Exercise brief
Edit the data from the line with "Target phrase = dining chair" up to and including the last line of the data, swapping "dining chair" for "bar stool" and keeping everything else the same.

Records from a data source:

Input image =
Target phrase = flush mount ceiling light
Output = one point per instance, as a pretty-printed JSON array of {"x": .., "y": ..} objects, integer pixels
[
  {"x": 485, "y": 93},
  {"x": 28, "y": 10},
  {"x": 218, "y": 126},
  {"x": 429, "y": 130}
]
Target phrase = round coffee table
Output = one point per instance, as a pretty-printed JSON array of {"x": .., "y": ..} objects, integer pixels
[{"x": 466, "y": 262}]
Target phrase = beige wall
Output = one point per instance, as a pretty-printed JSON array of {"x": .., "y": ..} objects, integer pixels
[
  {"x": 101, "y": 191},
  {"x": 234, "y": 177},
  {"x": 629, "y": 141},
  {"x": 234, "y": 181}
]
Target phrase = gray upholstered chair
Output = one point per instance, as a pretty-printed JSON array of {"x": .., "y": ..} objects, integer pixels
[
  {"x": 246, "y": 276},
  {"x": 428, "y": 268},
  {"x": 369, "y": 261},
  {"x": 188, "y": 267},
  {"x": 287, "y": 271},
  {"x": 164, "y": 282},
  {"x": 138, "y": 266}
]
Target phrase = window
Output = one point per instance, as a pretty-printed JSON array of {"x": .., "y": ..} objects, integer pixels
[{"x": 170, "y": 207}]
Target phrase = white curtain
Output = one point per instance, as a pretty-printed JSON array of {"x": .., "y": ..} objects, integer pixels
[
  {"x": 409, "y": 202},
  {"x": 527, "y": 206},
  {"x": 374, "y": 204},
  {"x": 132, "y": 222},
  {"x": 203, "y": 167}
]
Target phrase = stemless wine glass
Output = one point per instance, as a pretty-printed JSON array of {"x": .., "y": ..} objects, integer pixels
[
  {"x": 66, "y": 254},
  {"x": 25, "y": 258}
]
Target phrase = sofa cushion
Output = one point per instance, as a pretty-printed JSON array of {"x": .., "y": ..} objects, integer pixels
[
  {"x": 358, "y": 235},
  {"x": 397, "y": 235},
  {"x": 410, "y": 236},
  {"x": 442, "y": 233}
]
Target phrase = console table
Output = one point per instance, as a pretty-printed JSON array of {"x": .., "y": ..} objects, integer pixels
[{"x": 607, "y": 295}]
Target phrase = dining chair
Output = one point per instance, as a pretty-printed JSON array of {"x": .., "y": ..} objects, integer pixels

Exercise result
Target phrase = bar stool
Output = one point per instance, as a pretty-printed JSON array of {"x": .., "y": ..} objects, integer pixels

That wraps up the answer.